----- EXTRACTED INFORMATION -----

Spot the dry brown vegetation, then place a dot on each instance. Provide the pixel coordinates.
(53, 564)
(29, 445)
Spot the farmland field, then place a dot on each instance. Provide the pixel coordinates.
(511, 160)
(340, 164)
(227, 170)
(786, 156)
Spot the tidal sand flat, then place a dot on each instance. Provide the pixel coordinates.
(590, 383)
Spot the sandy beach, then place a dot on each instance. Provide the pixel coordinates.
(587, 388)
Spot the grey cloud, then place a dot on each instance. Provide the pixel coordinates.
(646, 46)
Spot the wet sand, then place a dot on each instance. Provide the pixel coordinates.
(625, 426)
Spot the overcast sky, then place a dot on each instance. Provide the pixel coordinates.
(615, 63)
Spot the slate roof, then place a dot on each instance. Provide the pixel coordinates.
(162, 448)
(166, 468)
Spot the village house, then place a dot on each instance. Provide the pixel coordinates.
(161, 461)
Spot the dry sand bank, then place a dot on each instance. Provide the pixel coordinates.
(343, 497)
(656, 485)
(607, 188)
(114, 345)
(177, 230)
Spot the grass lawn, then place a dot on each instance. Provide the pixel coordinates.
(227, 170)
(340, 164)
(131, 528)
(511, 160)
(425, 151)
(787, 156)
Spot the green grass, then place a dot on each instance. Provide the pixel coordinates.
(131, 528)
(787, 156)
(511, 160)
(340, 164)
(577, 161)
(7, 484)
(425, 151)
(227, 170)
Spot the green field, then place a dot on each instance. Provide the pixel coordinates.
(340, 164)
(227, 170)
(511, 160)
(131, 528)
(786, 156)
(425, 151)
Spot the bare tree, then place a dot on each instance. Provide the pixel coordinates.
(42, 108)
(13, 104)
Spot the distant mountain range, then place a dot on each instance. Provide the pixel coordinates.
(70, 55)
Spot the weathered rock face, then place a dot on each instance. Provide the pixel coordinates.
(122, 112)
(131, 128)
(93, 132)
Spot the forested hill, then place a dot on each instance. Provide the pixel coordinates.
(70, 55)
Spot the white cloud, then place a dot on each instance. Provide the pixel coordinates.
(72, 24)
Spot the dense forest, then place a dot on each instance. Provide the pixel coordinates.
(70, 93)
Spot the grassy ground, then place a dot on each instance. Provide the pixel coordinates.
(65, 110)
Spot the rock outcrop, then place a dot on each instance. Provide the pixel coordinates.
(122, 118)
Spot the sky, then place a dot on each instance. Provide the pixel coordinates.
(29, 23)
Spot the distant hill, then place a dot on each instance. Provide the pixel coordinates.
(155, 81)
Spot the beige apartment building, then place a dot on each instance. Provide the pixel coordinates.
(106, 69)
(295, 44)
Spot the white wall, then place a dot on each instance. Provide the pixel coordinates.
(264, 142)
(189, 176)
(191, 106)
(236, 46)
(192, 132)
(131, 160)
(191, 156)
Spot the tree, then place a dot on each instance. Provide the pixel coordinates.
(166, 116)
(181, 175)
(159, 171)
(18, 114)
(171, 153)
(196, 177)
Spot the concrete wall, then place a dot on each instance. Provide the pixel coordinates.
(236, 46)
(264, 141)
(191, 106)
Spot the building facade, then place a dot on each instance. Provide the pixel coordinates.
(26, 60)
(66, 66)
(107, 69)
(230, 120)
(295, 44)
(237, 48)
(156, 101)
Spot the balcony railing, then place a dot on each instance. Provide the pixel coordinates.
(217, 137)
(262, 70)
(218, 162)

-----
----- EXTRACTED INFORMATION -----

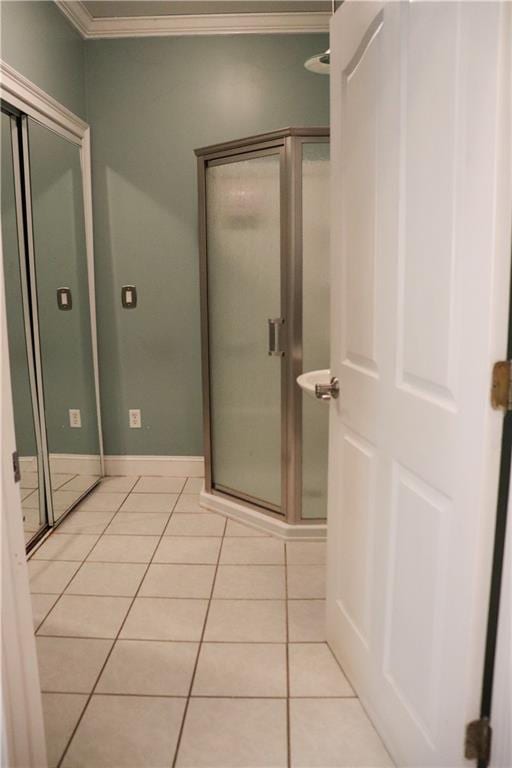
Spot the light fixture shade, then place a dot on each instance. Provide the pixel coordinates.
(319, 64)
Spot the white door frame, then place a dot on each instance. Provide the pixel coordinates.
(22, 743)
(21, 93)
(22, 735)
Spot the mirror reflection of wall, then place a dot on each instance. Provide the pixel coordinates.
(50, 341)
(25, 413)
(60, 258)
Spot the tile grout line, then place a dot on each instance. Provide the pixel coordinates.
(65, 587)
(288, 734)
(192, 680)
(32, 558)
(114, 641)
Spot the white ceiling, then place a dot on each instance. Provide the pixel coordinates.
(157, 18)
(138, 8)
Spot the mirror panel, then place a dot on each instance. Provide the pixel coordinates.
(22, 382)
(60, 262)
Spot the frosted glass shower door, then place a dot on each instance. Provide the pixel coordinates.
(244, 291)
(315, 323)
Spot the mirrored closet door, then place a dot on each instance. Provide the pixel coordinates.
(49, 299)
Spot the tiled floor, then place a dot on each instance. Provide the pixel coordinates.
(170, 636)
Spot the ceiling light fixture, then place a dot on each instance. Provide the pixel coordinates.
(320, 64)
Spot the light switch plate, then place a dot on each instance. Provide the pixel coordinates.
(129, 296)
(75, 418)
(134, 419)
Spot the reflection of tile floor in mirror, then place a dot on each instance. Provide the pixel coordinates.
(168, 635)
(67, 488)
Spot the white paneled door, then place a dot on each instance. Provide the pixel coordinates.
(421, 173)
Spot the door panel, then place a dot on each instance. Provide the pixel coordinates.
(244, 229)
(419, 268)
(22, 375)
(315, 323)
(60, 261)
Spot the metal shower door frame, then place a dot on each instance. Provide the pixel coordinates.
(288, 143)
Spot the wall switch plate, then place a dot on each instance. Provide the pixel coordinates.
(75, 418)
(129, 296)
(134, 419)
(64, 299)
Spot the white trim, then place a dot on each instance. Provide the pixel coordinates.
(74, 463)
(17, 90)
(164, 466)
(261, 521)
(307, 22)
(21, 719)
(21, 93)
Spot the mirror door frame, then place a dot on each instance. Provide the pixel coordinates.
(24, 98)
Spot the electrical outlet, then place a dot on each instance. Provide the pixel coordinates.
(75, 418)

-----

PROMPT:
Find every line in the entries above that contains the string "light", matching case exactly, and copy each one out in full.

FINISHED ANSWER:
Spot the light fixture shade, then place a dot on each instance. Provide the pixel coordinates.
Spot the ceiling light fixture, then place a dot on each instance. Provide the pixel coordinates.
Spot the light switch plate, then place a dot on each instance. Provide the pixel coordinates.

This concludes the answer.